DATA SHOWN -
▼▼▼
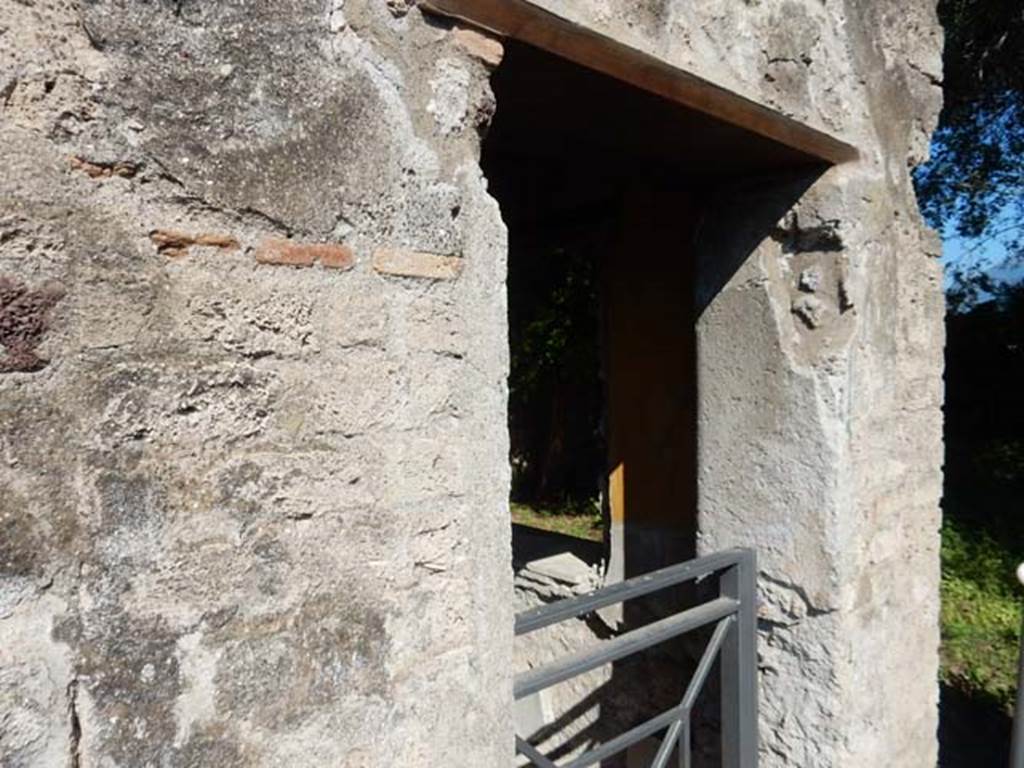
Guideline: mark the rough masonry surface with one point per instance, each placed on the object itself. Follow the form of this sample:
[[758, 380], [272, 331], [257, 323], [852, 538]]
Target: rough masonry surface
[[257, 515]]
▲▲▲
▼▼▼
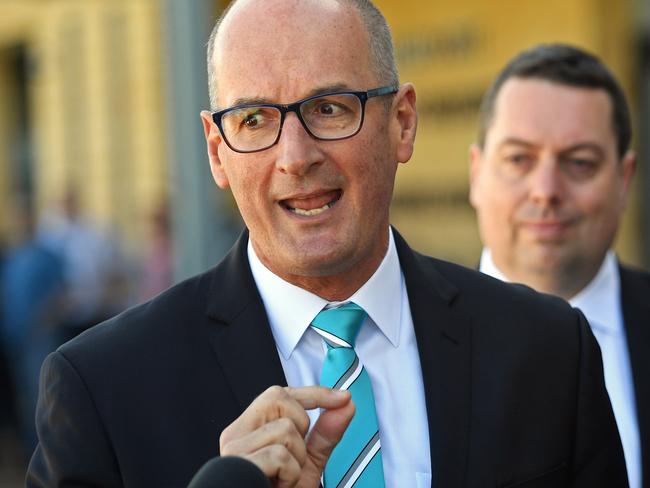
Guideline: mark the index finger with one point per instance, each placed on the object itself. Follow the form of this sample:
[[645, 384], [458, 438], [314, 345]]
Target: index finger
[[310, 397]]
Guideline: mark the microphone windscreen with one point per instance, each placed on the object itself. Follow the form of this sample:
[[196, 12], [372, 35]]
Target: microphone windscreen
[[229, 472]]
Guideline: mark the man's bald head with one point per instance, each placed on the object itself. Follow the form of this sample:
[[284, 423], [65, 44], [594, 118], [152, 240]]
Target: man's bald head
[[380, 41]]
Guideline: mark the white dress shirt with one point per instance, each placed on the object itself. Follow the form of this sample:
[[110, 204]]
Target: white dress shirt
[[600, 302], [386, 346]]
▲▲▲
WHAT IS EXPECTED - Tally up the lines holding the word "mark" in the data above, and answer with that figure only.

RESPONSE TO THIS EXERCISE - 5